> What the task asks
Counting every line in the records below that holds "leaf", give the total and add nothing.
Segment Start: Exercise material
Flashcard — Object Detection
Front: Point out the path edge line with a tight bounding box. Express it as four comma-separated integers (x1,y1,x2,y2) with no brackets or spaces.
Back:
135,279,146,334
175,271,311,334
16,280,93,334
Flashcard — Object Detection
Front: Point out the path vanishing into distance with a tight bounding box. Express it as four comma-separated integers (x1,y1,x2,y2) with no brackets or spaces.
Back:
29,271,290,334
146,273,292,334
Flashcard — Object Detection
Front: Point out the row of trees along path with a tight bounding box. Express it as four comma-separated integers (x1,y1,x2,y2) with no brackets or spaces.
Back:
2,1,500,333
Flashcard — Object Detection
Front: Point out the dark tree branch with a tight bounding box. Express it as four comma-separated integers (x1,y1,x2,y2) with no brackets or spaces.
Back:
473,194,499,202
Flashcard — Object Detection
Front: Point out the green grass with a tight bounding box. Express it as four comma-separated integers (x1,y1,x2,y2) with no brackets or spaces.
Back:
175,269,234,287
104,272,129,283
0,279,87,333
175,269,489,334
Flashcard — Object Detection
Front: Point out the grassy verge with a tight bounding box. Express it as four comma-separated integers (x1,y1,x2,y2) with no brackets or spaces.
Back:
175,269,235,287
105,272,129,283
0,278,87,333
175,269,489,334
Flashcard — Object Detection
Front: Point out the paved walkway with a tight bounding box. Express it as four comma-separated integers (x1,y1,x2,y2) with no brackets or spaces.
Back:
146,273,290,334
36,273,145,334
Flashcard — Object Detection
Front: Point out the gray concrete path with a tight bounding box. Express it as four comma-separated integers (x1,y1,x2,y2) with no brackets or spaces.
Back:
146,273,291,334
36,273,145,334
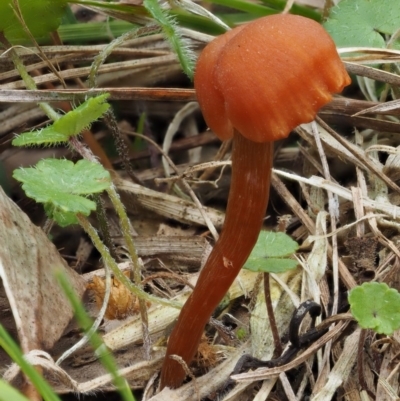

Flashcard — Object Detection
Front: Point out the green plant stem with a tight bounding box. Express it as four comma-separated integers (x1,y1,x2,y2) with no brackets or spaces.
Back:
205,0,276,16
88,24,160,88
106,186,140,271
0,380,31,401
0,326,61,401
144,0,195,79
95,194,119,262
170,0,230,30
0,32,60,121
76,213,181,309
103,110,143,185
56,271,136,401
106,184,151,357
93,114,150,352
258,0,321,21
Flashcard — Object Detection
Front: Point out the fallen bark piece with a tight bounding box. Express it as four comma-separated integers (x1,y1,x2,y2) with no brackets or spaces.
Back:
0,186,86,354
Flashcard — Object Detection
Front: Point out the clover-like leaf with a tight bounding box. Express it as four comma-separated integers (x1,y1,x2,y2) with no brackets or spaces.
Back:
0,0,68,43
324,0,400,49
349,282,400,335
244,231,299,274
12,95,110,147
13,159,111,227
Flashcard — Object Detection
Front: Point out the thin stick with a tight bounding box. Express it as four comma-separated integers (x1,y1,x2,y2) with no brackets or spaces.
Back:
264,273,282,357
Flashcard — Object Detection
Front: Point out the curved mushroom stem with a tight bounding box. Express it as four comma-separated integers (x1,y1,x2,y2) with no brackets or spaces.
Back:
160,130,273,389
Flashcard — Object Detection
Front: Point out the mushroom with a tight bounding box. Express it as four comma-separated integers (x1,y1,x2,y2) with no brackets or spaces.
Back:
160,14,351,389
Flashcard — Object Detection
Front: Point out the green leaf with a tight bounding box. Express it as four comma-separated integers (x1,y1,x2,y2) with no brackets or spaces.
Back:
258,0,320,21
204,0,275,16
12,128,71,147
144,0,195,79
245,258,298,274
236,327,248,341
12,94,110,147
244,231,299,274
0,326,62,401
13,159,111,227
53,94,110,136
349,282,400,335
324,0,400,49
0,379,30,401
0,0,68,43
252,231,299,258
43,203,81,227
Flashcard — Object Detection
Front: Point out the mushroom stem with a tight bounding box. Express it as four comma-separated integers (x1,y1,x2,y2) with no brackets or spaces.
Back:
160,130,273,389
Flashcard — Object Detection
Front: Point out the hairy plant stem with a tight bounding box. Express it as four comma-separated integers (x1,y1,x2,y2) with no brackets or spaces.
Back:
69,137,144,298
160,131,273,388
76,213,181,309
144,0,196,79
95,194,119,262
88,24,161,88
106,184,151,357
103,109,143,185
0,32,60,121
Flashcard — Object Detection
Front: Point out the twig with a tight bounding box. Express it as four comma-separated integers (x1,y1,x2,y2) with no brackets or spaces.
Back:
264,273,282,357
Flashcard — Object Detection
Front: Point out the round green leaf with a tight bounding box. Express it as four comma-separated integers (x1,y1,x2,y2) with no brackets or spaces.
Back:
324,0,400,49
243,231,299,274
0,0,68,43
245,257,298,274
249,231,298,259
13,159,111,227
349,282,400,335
Segment End: Exercise material
Segment Start: Exercise material
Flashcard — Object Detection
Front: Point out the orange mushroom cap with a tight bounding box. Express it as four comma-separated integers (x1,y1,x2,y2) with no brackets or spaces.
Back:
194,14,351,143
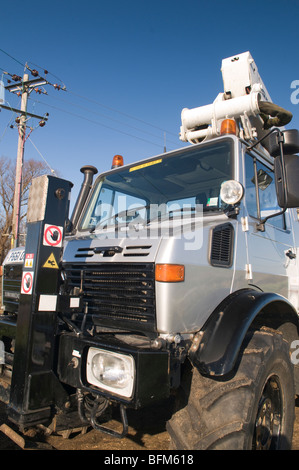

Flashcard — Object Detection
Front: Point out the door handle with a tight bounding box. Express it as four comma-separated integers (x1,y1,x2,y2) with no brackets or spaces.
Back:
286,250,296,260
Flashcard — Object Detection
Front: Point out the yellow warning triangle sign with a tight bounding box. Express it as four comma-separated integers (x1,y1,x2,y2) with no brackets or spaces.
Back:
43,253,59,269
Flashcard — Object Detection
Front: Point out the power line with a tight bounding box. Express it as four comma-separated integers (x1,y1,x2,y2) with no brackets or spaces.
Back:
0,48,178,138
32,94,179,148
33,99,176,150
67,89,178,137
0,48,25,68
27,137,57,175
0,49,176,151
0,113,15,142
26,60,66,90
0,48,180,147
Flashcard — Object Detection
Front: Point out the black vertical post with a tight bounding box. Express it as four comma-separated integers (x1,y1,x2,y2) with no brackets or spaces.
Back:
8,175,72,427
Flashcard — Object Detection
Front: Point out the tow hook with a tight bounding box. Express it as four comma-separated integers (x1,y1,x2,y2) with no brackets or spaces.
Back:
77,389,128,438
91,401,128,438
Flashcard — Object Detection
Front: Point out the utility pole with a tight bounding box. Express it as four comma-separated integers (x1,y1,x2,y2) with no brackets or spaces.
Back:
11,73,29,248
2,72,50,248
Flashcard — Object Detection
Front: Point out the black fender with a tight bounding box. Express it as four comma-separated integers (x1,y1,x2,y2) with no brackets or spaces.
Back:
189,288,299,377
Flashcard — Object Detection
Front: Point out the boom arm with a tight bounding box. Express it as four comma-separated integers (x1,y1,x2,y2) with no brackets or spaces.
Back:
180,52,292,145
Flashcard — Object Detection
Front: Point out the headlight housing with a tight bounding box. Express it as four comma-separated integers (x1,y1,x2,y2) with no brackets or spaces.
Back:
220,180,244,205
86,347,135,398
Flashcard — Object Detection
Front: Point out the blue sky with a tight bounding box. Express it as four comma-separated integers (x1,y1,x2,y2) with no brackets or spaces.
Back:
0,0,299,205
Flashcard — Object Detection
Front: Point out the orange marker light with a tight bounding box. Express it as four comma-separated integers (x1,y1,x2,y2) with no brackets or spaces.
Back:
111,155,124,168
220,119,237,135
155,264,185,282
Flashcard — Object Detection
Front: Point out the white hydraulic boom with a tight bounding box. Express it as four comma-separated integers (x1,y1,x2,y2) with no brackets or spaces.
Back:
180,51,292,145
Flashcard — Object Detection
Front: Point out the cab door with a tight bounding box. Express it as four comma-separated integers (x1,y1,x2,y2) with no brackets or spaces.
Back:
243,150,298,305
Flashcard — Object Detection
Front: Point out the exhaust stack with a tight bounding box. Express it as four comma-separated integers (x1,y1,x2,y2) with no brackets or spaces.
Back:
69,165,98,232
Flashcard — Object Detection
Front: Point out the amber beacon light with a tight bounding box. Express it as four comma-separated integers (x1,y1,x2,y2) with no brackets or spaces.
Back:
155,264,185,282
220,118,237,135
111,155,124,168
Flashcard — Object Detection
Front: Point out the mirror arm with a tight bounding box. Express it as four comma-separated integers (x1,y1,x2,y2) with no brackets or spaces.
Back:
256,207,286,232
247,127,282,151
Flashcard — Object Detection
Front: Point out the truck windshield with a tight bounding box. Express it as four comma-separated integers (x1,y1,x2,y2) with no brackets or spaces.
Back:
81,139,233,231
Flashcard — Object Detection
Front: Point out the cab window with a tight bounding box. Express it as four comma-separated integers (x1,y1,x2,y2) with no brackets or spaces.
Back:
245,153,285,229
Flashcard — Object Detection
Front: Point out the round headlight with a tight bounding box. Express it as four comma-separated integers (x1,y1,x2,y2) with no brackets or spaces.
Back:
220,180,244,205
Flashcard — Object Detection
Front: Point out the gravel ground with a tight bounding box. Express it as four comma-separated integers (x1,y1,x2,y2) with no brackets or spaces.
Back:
Segment End: Exercise material
Segment Start: Exercise material
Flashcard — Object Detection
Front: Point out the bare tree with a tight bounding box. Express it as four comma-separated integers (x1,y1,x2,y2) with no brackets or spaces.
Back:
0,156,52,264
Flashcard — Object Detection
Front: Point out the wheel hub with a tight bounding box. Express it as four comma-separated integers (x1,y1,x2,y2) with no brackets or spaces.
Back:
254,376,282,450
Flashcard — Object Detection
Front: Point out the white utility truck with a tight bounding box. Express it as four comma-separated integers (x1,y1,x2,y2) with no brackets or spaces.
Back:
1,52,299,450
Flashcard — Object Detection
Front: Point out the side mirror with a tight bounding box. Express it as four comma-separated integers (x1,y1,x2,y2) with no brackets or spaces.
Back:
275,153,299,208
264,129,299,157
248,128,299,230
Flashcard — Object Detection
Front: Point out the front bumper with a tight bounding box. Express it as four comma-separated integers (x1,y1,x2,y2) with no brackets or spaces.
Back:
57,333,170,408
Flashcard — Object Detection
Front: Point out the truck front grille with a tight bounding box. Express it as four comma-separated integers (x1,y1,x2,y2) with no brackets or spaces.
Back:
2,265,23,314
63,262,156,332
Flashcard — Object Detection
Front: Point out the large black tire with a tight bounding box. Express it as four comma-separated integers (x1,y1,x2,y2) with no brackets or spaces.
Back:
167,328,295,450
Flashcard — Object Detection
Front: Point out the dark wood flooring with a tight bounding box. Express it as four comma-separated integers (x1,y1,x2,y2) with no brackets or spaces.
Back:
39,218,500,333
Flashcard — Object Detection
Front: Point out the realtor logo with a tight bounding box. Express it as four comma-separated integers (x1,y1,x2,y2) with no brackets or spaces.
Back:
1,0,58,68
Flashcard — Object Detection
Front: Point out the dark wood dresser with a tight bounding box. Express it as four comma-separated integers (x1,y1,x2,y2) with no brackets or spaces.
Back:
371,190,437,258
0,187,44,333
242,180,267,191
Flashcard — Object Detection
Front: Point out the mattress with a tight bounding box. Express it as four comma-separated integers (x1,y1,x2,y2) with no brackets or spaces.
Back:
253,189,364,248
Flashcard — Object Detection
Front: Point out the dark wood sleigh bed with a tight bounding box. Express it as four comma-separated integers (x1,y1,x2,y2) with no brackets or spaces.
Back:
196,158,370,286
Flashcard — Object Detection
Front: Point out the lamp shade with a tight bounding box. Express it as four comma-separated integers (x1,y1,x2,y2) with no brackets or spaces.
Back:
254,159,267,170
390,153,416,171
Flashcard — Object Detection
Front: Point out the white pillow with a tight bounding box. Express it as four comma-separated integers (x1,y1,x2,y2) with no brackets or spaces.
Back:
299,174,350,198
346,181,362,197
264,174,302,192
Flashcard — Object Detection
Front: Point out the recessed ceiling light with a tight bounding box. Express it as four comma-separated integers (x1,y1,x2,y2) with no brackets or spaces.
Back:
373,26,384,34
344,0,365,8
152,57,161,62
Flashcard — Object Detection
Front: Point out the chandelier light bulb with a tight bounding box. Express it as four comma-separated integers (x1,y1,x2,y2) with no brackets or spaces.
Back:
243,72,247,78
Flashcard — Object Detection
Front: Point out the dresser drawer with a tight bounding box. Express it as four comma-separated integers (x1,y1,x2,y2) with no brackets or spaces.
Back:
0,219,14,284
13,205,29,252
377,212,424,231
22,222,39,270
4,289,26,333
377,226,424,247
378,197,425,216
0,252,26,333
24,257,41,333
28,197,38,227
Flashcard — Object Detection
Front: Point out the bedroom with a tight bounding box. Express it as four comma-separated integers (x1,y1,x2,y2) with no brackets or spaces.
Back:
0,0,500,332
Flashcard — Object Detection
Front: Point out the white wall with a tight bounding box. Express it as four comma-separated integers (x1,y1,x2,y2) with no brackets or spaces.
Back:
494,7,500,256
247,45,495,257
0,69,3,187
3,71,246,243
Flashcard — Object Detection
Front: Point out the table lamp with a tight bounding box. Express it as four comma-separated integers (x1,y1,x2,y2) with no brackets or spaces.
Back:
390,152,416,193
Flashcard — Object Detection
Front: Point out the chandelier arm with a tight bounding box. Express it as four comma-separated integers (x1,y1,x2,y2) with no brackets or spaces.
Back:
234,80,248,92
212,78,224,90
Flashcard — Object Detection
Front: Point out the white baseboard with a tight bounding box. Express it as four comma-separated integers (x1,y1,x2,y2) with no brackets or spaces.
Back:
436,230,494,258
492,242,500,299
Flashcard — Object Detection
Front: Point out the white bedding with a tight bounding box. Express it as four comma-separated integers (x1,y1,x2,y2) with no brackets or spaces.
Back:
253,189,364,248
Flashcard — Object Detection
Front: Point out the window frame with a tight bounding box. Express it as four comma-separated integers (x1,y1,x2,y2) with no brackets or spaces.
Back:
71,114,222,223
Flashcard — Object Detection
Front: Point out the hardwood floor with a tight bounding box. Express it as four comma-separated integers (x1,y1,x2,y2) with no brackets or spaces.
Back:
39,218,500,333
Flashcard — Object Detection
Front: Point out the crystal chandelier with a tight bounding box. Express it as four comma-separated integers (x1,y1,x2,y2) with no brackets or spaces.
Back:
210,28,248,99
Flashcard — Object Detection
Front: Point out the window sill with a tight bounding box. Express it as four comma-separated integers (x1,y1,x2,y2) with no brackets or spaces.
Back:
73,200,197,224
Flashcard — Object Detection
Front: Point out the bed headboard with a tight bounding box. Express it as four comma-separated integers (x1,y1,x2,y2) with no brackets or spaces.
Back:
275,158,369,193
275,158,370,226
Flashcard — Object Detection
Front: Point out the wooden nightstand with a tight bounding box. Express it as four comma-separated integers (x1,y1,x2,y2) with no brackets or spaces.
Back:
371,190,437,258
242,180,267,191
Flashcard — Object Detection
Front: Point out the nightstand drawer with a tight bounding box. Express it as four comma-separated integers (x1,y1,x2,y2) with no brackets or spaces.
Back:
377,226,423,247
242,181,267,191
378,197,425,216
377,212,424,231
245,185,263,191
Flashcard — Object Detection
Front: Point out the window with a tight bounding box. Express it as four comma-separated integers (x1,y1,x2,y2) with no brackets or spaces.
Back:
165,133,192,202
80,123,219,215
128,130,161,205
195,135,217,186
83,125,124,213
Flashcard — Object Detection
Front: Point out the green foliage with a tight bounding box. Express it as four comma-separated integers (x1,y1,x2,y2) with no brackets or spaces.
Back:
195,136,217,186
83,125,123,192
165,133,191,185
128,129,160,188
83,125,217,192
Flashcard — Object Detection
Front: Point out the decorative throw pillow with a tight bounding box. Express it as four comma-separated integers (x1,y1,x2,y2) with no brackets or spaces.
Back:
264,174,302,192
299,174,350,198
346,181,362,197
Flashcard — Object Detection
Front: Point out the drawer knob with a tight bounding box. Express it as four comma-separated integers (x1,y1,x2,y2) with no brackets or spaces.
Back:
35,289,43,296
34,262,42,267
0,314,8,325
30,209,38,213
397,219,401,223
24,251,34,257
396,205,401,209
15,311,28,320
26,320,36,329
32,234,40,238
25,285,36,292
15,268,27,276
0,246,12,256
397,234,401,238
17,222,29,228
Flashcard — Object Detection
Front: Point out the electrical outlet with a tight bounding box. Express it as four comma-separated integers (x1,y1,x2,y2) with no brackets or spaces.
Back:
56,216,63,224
Segment End: Exercise material
> Answer to the exercise
3